All records that follow are to be output exactly.

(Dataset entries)
⟨

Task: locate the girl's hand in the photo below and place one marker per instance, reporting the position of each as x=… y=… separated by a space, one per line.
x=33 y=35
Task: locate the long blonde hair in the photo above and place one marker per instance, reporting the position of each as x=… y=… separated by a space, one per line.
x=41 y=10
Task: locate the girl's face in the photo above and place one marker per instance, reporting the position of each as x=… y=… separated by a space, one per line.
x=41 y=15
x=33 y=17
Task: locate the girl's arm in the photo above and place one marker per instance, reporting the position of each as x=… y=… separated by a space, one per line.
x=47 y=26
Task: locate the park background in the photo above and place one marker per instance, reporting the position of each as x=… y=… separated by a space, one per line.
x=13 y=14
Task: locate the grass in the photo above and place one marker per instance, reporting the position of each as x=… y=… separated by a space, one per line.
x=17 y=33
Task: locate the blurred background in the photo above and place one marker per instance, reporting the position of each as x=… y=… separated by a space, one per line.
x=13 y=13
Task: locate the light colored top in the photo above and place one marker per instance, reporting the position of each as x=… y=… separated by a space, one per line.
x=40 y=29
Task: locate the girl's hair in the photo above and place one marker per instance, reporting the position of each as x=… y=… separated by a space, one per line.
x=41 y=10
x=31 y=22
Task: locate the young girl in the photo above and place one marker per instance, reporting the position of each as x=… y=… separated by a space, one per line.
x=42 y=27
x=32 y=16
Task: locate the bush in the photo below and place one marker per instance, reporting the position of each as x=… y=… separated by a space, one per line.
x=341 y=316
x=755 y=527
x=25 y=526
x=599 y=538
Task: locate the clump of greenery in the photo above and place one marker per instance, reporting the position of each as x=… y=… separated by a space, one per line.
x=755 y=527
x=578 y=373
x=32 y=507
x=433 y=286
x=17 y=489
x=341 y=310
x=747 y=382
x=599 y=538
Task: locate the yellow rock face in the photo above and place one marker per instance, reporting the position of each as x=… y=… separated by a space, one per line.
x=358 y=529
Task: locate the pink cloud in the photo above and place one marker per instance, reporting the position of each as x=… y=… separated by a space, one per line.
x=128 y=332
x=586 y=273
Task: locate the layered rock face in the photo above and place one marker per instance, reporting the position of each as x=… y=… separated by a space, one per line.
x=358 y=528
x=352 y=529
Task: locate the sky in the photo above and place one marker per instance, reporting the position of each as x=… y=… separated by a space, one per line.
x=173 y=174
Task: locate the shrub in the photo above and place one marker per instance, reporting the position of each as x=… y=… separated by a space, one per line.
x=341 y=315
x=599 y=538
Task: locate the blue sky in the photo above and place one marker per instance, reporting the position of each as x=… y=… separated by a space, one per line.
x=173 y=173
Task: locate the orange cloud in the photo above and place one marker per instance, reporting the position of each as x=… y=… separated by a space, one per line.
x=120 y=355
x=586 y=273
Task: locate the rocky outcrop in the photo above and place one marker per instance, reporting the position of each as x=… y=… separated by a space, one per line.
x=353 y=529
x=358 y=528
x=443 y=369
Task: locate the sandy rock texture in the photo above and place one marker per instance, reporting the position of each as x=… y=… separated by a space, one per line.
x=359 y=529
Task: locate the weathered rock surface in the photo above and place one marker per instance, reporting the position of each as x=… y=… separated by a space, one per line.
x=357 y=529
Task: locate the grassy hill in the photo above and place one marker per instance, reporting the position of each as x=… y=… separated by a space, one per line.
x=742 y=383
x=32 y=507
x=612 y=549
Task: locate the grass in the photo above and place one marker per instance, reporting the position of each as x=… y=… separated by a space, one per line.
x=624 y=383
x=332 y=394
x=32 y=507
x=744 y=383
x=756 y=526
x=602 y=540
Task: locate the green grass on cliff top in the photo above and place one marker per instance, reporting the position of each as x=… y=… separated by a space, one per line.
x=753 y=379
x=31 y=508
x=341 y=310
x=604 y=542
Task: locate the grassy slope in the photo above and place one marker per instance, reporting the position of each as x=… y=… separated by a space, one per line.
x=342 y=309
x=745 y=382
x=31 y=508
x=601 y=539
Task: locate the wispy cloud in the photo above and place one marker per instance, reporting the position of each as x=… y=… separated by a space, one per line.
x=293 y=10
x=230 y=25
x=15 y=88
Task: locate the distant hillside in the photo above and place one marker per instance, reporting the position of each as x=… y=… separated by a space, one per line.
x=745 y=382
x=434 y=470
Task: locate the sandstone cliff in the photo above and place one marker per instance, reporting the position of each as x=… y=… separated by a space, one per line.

⟩

● Answer box:
Task: locate the girl's hand in the photo below and place one marker per instance, reporting the position of each as x=… y=… separated by a space, one per line.
x=33 y=35
Task: locate the long blonde hair in the photo above and place one marker per instance, reporting the position of each as x=… y=… separated by a space, one per line.
x=41 y=10
Task: locate the girl's face in the photo above and place one marker per instance, reporting the position of each as x=… y=… separated by a space, one per line.
x=41 y=15
x=33 y=17
Task: locate the girl's arm in the photo above and place one marker per instance, reporting the position of each as x=… y=… separated by a space, one per line.
x=47 y=26
Task: locate the park background in the photo above and place one marker per instance, reporting the position of each as x=… y=… separated by a space, one per line.
x=13 y=14
Task: locate the grass in the photo above and place one marker per instance, reporting the position of each as x=… y=… separated by a space, one per line.
x=17 y=33
Task: locate the blurred background in the photo above and place one marker per instance, reporting the position of each as x=… y=… separated by a space, one per line.
x=13 y=13
Task: locate the light colored top in the photo above and place one marker per instance, reporting the position of each as x=… y=… separated by a space, one per line.
x=40 y=29
Task: locate the girl's hair in the photo above and place one marker per instance, reporting the position of each as x=… y=… separated by a space, one per line.
x=41 y=10
x=31 y=22
Task: locate the young girl in the photo above and place one marker per instance, reporting the position of each as x=… y=… separated by a space, one per line.
x=42 y=27
x=32 y=16
Task: locate the bush in the photo below and place one marker per instance, reporting the position of each as x=… y=… separated by a space, one per line.
x=341 y=316
x=755 y=527
x=25 y=526
x=599 y=538
Task: locate the clump of greenery in the photo above and place one marker per instance, reporting the position of each as x=… y=… separated by a space, one per line.
x=755 y=527
x=578 y=373
x=32 y=507
x=433 y=286
x=17 y=489
x=341 y=310
x=747 y=382
x=599 y=538
Task: locate the yellow rock face in the photo above and place one marker per instance, reporting the position of each as x=… y=… separated by a space, one per line.
x=358 y=529
Task: locate the pink cloud in the photo above and place one marker per instance, reporting the position of each as x=… y=… separated by a space, one per line.
x=128 y=332
x=586 y=273
Task: locate the layered rock face in the photo above and place one marker per instance, reporting the position of each as x=… y=… separated by a space, one per line.
x=358 y=528
x=352 y=529
Task: locate the sky in the photo above and place one marker per instance, reporting the position of each as x=… y=… separated by a space, one per line.
x=173 y=174
Task: locate the shrub in the photo above and place one marker per instance, reporting the position of each as x=… y=… separated by a space, one per line.
x=341 y=315
x=599 y=538
Task: locate the blue sky in the photo above and place one marker per instance, reporting the position of each as x=… y=… separated by a space, one per line.
x=173 y=173
Task: locate the orange cloud in the photo above and place one marker per instance, reporting the position of each as x=… y=… separated by a space, one per line.
x=120 y=355
x=586 y=273
Task: locate the rocky outcrop in the photo above and place one marker per instance, reporting the position of each as x=… y=… separated by a space, one per line.
x=353 y=529
x=358 y=528
x=443 y=369
Task: locate the sandy rock texture in the photo above and place one marker per instance, reporting the position of each as x=… y=… separated by a space, one per line.
x=359 y=529
Task: locate the weathered rock surface in the photo above and place one marker per instance, reporting the position of each as x=… y=… separated by a space, one per line.
x=357 y=529
Task: locate the grassy hill in the photo above and place one marker per instance, reporting the position of each as x=… y=… separated by a space, one per line.
x=742 y=383
x=32 y=507
x=612 y=549
Task: locate the grass in the photo above and place one marker per instance, reporting the position of each as x=… y=… separated by a space, one per line.
x=624 y=383
x=332 y=394
x=32 y=507
x=744 y=383
x=756 y=526
x=602 y=540
Task: locate the green grass on cliff top in the photo above and place one marker per instance, reporting the position of each as x=… y=… separated by a space, one per line.
x=753 y=379
x=31 y=508
x=341 y=310
x=604 y=542
Task: locate the grassy slope in the photo above and place one marker per instance, reporting the position of each as x=… y=… separated by a space, one per line.
x=342 y=309
x=745 y=382
x=31 y=508
x=601 y=539
Task: locate the wispy cloud in the photo above and place one marker per instance, reporting the position of each as x=… y=… separated by a space, one per line.
x=293 y=10
x=230 y=25
x=15 y=88
Task: locate the distant hillside in the photo above and place one marker per instance, reporting the position of each as x=… y=… separated by a space, one per line.
x=745 y=382
x=434 y=470
Task: locate the sandstone cliff in the photo above and place one marker per instance, reporting the position of each as x=… y=… separated by a space, one per line.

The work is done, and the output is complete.